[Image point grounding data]
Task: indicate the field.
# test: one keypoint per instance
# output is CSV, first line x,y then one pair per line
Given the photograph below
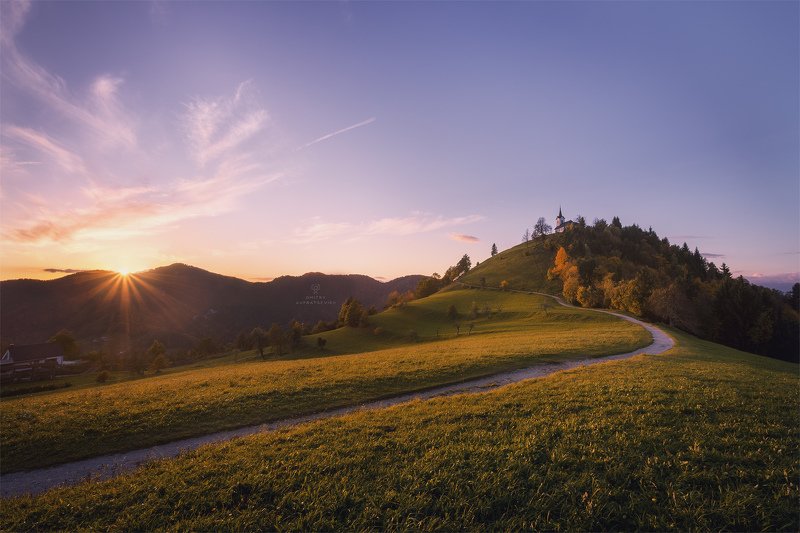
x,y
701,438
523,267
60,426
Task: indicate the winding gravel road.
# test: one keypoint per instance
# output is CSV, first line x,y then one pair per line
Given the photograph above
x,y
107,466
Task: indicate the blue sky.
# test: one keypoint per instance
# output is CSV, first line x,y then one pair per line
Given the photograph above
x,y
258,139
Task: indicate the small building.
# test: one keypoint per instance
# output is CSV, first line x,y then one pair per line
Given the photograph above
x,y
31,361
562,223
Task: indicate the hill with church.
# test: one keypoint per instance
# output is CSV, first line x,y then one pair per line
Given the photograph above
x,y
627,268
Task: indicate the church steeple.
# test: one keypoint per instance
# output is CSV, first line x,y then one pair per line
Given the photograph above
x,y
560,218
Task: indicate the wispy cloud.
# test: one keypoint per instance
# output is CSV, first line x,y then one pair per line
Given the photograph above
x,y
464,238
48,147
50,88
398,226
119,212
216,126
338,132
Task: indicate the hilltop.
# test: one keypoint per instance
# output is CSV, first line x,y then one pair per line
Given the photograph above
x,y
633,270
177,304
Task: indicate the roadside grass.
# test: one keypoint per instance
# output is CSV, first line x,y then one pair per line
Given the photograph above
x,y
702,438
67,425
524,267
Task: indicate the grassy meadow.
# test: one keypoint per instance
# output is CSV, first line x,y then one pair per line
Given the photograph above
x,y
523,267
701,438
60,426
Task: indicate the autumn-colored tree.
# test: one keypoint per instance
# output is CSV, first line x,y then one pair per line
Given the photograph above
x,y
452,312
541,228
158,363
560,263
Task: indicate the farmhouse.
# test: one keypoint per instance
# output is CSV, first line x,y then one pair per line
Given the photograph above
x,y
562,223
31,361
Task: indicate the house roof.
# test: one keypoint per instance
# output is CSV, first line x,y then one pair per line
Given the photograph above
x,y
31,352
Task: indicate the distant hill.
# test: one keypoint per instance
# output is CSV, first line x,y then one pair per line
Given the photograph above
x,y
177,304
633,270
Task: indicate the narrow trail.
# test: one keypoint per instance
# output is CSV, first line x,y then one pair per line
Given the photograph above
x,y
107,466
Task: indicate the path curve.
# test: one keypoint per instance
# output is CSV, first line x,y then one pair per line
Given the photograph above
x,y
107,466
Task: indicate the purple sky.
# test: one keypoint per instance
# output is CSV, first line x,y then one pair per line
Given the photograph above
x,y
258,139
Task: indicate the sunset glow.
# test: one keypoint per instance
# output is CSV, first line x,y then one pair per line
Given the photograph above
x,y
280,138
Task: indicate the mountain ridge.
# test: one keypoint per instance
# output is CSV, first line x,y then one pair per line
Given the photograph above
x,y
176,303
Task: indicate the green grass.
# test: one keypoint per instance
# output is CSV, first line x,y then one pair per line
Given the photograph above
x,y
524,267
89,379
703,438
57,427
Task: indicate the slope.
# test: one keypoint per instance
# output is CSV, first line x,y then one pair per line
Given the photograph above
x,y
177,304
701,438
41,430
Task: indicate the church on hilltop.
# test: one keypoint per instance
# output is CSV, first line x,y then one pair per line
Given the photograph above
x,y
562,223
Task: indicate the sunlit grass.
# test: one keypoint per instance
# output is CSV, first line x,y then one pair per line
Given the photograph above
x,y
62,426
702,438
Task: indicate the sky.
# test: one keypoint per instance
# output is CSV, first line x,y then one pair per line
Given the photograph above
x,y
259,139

> **Task item**
Give all entries again verbatim, without any images.

> **Answer space**
Task: indicate the field.
# test: one keypoint per instance
# output is CSV, first line x,y then one pair per line
Given the photograph below
x,y
701,438
523,267
60,426
Task: indicate the winding gravel road.
# test: one keypoint per instance
# output is CSV, first line x,y then one pair per line
Given the photograph above
x,y
107,466
Task: indicate the blue sky.
# test: one keypoint per instance
# output is CSV, first line x,y then one pair per line
Given the photograph above
x,y
258,139
Task: indicate the small building.
# test: one keypoint per instance
# output is CSV, first line x,y then one pair per line
Given the photograph above
x,y
31,361
562,223
Task: indicate the hill with church.
# test: one keypoint per instance
# output is CSV, first line x,y then one pair per line
Given the photograph above
x,y
627,268
Task: indicate the church steeple.
# test: one keypoint per instance
# output is CSV, first line x,y then one pair per line
Given the photograph above
x,y
560,218
Task: indicate the wispy cloud.
# test: one keypoint per instance
# output is CSV, first line x,y then one pair per line
Given the photograph above
x,y
464,238
48,147
50,88
398,226
119,212
216,126
338,132
Task: indicate the hilltop.
# test: one keypoint per instance
# output is CSV, first line x,y then one pair per line
Given the photograph above
x,y
633,270
177,304
Task: indicate the roadside grass.
# test: one keypoint per instance
# output is CSV, first line x,y then one pair per line
Given the photograph above
x,y
702,438
67,425
524,267
Task: indicate the grassy meadow.
# test: one keypoint per instance
# output is CSV, first line x,y then one pair per line
Given the photograph above
x,y
523,267
701,438
60,426
Task: indicate the autumn-colored tree.
# test: one keypoint per instance
# output is CSV, first line x,y then one pair per line
Given the photograph above
x,y
452,312
541,228
158,363
560,263
Task: indicate the farmhouse.
# test: one keypoint per instance
# output is CSV, first line x,y then one pair per line
Given the photograph above
x,y
562,223
31,361
Task: indicate the house roof.
# test: one keypoint per instance
# output is CSV, first line x,y then one pair per line
Given the photograph above
x,y
31,352
Task: indicate the distant hill.
# test: one keypoint per instance
# output is CSV, first line x,y then one pair per line
Given the photograph above
x,y
177,304
633,270
Task: indicate the narrow trail.
# test: one keypoint per instance
# output is CSV, first line x,y then one pair per line
Given the photograph above
x,y
107,466
Task: indicate the path curve.
# test: one keypoint per instance
# output is CSV, first line x,y then one pair per line
Given the photograph above
x,y
107,466
Task: indicate the purple sky.
# test: one keypoint per instance
# output is CSV, first line x,y then one pair per line
Given the photograph above
x,y
258,139
Task: indicate the sunset glow.
# test: one keypoint per instance
# output is CSV, first line x,y then one pair per line
Given the photograph above
x,y
280,138
Task: indicate the mountain ridge.
# test: one keypoint per instance
# output is CSV, first line x,y then one pair per line
Given the photograph above
x,y
176,303
Task: indicate the green grass.
# test: one keypoint per instance
# output is CSV, first line x,y then one pair per line
Given the photograph above
x,y
524,267
89,379
703,438
57,427
Task: indicate the slope.
# test: one keypoint per instance
# output is CSV, first line x,y then one pair per line
Given the photograph above
x,y
177,304
701,438
41,430
Task: indicate the church on hilltop.
# test: one keypoint per instance
# output is CSV, first line x,y then one pair per line
Given the photograph above
x,y
562,223
Task: indicate the sunlit grass.
# test: one keypoint per instance
# output is CSV, first line x,y then one pair per line
Given the photograph above
x,y
62,426
702,438
Task: indicate the sky.
# test: one keypoint per instance
# output is CSV, first line x,y then one pair per line
Given the photograph above
x,y
259,139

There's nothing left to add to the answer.